Data drawn from a collection:
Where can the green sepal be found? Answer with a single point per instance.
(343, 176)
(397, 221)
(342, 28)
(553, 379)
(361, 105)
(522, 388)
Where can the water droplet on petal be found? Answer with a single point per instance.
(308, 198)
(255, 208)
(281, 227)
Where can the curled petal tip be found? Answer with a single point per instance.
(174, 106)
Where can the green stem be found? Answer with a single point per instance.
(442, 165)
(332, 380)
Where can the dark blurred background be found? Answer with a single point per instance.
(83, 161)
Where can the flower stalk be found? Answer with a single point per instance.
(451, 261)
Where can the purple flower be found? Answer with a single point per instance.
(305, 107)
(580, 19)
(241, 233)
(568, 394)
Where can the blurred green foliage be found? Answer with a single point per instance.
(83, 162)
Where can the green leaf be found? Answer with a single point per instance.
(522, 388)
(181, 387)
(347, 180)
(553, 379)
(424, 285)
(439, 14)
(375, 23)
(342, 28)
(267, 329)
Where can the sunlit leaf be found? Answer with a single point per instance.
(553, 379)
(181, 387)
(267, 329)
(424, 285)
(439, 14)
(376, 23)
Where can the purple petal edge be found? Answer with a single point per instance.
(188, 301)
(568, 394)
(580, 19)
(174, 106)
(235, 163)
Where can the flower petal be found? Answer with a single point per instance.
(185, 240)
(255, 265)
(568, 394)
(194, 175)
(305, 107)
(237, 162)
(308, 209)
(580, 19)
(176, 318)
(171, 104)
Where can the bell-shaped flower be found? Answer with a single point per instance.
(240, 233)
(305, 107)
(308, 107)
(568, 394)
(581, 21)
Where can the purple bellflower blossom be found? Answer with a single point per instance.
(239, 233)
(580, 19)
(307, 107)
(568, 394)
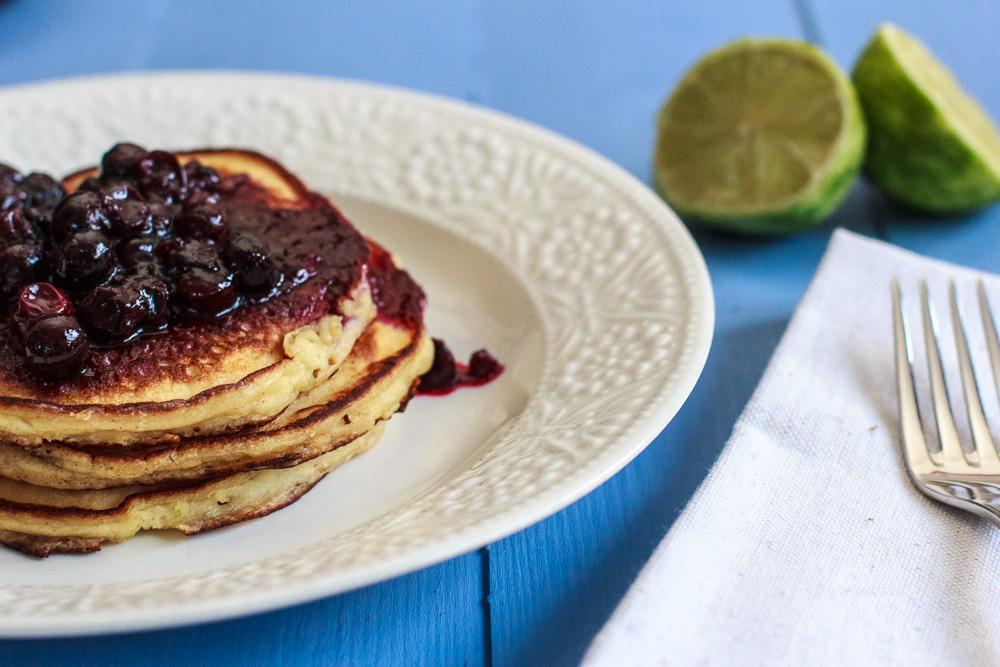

Problem:
Can you quote every one of the records above word for word, leaving out the pictures?

Completed task:
Where can the green sepal be found? Answer with a single point per instance.
(343, 176)
(397, 221)
(342, 28)
(553, 379)
(361, 105)
(522, 388)
Where can the water droplet on petal be found? Answer with a single point per instance.
(308, 198)
(255, 208)
(281, 227)
Where can the curled petal tip be found? Answer with a single point per instance.
(174, 106)
Where can the green stem be found? Answer with a single point per instance.
(442, 165)
(332, 380)
Where can the dark blurred background be found? Answer with a single point per instance.
(83, 161)
Where can the flower stalk be found? Answer with a single point per instance.
(451, 261)
Where can the purple flower be found? Answer with a single point per instance.
(305, 107)
(580, 19)
(241, 233)
(568, 394)
Where can the blurred green foliage be found? Answer with a single point per instance.
(83, 162)
Where can the green leaf be found? Answer with a single point per instance.
(522, 388)
(181, 387)
(347, 180)
(553, 379)
(424, 285)
(439, 14)
(375, 23)
(342, 28)
(267, 329)
Where can the sunlit leaf be found? Answer with a single point per instance.
(553, 379)
(181, 387)
(267, 329)
(424, 285)
(439, 14)
(376, 23)
Where can the purple petal edge be found? Answer with a single point per instance.
(188, 301)
(568, 394)
(580, 19)
(174, 106)
(235, 163)
Where can the flower petal be found? Answer with a single point per instance.
(185, 240)
(255, 265)
(568, 394)
(194, 175)
(305, 107)
(237, 162)
(308, 209)
(580, 19)
(176, 318)
(171, 104)
Where can the bell-shaped flower be found? Answer with a single point per instance.
(240, 233)
(305, 107)
(308, 107)
(568, 394)
(581, 21)
Where can the purple bellflower blossom be found? Answer with a single point per instance.
(239, 233)
(580, 19)
(307, 107)
(568, 394)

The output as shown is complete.